Text section:
>> Start
World Oceans Day: What Strong Marine Protected Areas Require
Each year on June 8, World Oceans Day encourages reflection on the importance of oceans and the role they play in sustaining life on Earth. This year's theme—Strong Marine Protected Areas for Our Blue Planet—highlights one of the most important tools available for ocean conservation (World Oceans Day, n.d.-a; World Oceans Day, n.d.-b).
The theme also raises an important question.
What makes a marine protected area “strong”?
At first glance, the answer may seem straightforward. Strong marine protected areas might be larger, more restrictive, or better funded. Those factors certainly matter.
Yet designation alone does not guarantee conservation outcomes. Marine protected areas vary considerably in their management approaches, conservation objectives, and levels of protection (Day et al., 2020; NOAA Marine Protected Areas Center, n.d.). A protected area is not automatically a strong protected area.
What ultimately distinguishes strong marine protected areas is not simply what they protect. It is their capacity to sustain conservation through time.
That requires more than boundaries on a map.
It requires stewardship: the ongoing work of sustaining conservation over time through design, planning, implementation, monitoring, evaluation, and revision as ecological and social conditions change.
Conservation does not end when a protected area is designated. In many respects, that is when stewardship begins.
Oceans Do Not Stop at Boundaries
Stewardship is necessary because marine protected areas exist within larger social-ecological systems that extend far beyond their designated boundaries.
Marine protected areas may have boundaries. Ocean systems do not.
Ocean currents move nutrients, organisms, and pollutants across vast distances. Fish populations migrate between protected and unprotected waters. Conditions within marine ecosystems are often shaped by activities occurring elsewhere (NOAA Ocean Explorer, n.d.; IUCN, n.d.-a). Decisions made outside a protected area can affect ecological conditions within it.
This interconnectedness is one reason marine conservation can be so challenging. Protected areas may conserve important places, but they remain embedded within larger ecological and human systems.
>> End
Listed records:
>> Start
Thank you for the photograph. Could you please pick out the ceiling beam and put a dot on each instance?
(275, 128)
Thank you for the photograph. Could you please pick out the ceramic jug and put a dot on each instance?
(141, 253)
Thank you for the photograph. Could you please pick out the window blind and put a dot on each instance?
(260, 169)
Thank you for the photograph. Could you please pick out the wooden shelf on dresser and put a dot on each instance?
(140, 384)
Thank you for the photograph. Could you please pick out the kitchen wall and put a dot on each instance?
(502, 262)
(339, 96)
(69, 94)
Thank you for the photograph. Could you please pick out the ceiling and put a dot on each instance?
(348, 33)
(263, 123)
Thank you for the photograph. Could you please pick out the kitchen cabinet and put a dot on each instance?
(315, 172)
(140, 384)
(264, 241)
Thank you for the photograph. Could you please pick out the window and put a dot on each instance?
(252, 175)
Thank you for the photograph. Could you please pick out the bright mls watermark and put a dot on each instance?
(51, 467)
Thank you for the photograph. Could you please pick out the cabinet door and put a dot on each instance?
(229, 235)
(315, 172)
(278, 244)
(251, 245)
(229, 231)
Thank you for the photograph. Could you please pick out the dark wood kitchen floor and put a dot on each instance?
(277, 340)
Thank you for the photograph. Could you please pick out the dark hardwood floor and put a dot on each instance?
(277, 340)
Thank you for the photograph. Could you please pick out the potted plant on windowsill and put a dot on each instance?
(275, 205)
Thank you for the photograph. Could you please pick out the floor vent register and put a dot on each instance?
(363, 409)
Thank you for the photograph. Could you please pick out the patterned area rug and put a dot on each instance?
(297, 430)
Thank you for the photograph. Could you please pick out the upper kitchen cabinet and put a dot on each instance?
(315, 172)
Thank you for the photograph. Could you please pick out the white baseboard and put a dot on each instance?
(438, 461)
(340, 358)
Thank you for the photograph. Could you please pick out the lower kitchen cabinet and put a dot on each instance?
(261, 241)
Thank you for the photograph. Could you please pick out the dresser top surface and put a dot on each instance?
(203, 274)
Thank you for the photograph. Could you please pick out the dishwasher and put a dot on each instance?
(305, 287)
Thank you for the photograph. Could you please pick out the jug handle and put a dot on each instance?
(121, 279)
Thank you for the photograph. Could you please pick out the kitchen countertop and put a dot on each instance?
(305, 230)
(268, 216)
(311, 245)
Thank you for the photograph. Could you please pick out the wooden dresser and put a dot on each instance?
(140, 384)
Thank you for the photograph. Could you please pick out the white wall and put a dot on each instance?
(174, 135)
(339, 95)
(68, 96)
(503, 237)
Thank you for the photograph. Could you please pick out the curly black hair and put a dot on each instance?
>> End
Given exercise A:
Write out the part of the marine protected areas text that opens with the words containing "It requires stewardship: the" and closes with "their designated boundaries.".
Given exercise B:
Continue the text on strong marine protected areas from the point where it stops.

Final answer A:
It requires stewardship: the ongoing work of sustaining conservation over time through design, planning, implementation, monitoring, evaluation, and revision as ecological and social conditions change.
Conservation does not end when a protected area is designated. In many respects, that is when stewardship begins.
Oceans Do Not Stop at Boundaries
Stewardship is necessary because marine protected areas exist within larger social-ecological systems that extend far beyond their designated boundaries.

Final answer B:
As understanding of these connections has grown, so too has recognition that effective conservation depends on more than protection alone. Long-term conservation depends on systems capable of responding to changing conditions and sustaining conservation objectives through time (IUCN, n.d.-a; IUCN, n.d.-b).
Strong marine protected areas, therefore, depend not only on what happens within their boundaries, but also on the capacity to sustain the broader social-ecological systems that influence them.
This reality became particularly clear to me while working on the management planning process for Papahānaumokuākea Marine National Monument.
A Lesson from Papahānaumokuākea
Earlier in my conservation career, I helped develop portions of the management plan for Papahānaumokuākea Marine National Monument, one of the world's largest marine protected areas (Papahānaumokuākea Marine National Monument, n.d.). As part of that work, I participated in multi-agency planning discussions involving federal agencies, Native Hawaiian representatives, scientists, managers, and other partners responsible for stewarding the monument's extraordinary ecological and cultural resources.
The meetings were often complex and contentious.
Different institutions brought different responsibilities and perspectives to the table. Questions about stewardship often required extensive discussion and negotiation. Reaching agreement was not always easy.
Yet those conversations were also necessary.
The experience reinforced a lesson that has remained with me ever since: conservation does not sustain itself simply because an area receives protected status.
The monument's ecological significance was not enough on its own. Sustaining conservation required continuity across institutions and through time.
What emerged from those discussions was more than a protected area. It was a system designed to sustain conservation through time.
That lesson extends well beyond oceans.
Beyond Oceans
The lesson of strong marine protected areas extends well beyond oceans.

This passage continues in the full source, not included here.